Every line in the entries where "tree" is found should be copied.

--------

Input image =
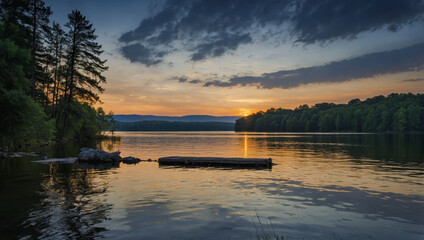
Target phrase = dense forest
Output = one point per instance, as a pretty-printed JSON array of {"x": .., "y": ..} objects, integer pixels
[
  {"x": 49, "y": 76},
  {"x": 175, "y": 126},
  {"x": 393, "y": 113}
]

--------

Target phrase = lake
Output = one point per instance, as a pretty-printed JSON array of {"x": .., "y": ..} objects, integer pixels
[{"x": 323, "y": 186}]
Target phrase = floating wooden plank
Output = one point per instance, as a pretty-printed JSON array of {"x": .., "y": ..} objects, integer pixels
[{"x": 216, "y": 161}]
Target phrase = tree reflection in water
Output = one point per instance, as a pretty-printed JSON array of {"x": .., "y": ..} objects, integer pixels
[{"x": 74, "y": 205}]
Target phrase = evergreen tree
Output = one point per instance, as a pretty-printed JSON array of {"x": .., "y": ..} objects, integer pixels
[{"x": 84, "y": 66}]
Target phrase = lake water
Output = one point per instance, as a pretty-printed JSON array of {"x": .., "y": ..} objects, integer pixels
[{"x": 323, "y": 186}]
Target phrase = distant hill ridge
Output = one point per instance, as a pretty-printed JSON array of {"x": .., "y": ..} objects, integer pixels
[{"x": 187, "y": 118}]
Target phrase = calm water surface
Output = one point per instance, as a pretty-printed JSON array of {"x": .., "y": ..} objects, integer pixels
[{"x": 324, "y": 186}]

--------

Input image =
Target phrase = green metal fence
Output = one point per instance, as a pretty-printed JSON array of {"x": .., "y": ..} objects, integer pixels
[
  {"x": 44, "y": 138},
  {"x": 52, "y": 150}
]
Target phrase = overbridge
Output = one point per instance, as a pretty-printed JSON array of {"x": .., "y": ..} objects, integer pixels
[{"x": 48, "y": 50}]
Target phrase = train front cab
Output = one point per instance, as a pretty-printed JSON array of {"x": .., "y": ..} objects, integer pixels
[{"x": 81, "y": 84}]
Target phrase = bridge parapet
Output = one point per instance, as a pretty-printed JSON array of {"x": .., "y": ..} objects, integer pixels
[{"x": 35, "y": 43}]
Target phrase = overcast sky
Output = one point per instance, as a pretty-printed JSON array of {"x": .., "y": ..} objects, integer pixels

--------

• **RESPONSE TO THIS EXERCISE**:
Target phrase = tree reflection in water
Target phrase = evergreen tree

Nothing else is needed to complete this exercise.